## WORK INSTRUCTIONS
One line at a time, check the entries below for the word "block", and copy each line that has it.

[Natural-language object grounding data]
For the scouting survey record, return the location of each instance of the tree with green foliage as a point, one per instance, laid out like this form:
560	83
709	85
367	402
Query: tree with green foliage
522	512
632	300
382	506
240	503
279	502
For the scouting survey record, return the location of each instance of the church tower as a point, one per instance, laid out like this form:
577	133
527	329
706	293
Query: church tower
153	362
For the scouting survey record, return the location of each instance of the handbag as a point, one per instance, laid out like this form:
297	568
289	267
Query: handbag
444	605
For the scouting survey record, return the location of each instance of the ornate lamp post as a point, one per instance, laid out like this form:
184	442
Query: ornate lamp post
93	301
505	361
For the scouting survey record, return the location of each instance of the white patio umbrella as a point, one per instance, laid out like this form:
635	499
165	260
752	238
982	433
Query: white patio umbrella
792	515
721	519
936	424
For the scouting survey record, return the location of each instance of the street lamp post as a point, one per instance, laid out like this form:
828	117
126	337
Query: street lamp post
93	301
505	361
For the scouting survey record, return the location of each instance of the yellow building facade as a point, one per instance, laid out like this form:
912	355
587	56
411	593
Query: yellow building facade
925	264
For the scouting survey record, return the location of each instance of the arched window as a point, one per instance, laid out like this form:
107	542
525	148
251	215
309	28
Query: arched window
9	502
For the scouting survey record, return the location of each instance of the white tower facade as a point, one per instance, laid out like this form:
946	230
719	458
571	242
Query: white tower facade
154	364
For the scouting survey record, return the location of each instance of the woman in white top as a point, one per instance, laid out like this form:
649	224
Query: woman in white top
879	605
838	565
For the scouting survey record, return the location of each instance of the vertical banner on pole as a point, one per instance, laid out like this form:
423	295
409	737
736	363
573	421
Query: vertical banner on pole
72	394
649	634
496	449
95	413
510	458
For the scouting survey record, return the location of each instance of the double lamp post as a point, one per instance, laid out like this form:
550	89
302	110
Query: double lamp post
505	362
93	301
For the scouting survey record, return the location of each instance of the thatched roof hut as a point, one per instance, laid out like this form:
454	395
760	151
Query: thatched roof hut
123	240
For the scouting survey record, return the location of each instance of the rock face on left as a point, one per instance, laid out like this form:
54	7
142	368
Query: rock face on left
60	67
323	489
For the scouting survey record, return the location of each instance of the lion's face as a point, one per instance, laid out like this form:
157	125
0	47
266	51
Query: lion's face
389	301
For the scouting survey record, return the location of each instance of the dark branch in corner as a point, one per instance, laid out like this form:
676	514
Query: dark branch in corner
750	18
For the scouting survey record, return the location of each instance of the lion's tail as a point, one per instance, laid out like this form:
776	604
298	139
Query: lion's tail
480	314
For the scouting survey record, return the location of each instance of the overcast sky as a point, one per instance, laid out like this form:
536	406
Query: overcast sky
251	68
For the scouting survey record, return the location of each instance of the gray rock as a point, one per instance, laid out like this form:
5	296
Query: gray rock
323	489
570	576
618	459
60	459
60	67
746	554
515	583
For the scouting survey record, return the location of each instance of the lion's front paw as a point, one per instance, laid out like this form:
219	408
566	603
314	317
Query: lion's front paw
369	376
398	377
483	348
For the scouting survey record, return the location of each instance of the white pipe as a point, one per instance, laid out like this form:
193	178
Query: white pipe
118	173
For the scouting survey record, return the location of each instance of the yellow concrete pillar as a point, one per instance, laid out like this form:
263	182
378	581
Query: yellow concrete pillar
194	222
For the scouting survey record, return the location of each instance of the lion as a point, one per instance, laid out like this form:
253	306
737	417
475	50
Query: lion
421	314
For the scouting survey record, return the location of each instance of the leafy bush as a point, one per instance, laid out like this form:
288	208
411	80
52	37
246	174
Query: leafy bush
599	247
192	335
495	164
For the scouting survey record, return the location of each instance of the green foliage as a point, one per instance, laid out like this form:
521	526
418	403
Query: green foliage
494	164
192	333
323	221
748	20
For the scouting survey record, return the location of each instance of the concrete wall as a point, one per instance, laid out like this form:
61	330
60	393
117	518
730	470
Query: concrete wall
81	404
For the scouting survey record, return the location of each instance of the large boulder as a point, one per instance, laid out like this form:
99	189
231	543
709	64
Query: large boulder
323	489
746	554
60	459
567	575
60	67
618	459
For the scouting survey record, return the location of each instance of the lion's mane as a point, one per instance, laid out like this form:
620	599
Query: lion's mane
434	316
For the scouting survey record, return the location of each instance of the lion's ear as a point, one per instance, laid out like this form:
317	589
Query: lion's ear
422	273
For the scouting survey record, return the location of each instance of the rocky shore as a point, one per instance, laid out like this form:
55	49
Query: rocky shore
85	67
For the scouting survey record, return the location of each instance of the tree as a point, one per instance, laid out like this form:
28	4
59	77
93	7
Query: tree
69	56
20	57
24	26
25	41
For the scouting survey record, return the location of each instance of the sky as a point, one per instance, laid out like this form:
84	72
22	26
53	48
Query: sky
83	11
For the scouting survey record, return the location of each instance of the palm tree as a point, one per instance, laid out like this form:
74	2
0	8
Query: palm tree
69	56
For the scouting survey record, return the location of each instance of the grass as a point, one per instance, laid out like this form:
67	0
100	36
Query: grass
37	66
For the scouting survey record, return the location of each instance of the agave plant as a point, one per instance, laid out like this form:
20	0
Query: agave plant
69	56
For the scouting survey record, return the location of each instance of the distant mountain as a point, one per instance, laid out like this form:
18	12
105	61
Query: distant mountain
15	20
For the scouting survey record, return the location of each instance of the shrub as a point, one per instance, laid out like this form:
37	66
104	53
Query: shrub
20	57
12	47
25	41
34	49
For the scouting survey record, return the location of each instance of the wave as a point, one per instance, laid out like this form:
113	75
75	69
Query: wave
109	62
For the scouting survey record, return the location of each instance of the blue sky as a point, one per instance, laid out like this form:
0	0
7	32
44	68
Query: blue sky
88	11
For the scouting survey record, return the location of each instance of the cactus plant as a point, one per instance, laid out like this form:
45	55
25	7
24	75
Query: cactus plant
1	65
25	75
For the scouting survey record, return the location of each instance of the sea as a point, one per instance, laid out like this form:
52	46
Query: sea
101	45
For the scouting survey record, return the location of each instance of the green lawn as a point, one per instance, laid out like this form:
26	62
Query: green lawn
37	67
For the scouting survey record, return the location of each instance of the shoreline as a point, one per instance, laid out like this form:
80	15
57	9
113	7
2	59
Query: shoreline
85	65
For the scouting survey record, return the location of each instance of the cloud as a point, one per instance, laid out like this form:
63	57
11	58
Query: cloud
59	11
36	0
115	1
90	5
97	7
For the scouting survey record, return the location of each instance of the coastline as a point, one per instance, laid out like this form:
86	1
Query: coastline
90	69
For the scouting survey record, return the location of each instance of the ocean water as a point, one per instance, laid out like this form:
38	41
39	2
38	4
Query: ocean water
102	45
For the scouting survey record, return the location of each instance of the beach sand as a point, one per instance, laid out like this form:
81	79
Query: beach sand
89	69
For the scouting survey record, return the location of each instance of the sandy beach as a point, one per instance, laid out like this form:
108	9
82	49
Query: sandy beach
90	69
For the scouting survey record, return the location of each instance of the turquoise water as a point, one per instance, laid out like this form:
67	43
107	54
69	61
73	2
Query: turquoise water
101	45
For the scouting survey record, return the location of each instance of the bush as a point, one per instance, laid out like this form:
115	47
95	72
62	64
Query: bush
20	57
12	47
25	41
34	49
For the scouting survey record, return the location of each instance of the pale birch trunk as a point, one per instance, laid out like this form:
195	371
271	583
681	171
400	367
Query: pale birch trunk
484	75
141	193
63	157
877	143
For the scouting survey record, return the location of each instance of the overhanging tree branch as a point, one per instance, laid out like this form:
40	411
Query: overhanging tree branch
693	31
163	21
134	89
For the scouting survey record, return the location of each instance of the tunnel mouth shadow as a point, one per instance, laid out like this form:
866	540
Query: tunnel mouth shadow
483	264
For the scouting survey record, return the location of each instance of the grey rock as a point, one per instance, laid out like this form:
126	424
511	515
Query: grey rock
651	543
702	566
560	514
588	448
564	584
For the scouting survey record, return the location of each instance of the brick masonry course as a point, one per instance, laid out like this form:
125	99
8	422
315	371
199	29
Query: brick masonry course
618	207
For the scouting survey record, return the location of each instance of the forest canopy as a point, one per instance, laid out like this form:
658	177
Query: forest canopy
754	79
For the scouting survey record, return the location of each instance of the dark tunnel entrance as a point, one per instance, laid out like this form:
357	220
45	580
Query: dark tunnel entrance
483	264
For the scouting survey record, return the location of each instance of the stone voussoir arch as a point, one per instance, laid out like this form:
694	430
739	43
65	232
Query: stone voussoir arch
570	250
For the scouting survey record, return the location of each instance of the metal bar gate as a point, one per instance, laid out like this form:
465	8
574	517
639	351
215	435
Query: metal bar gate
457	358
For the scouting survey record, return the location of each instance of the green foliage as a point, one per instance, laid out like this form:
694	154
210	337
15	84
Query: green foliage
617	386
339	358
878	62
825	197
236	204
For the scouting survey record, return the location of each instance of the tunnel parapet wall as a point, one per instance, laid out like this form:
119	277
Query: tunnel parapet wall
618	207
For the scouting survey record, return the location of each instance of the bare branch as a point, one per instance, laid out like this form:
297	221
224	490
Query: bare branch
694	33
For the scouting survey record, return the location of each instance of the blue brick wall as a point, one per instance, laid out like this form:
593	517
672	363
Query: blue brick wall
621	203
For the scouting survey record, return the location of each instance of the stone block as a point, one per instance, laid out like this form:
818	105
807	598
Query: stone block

## WRITTEN RESPONSE
For the scouting survey record, return the location of each instance of the stone block as a point, one per instance, laid out like this form:
Query: stone block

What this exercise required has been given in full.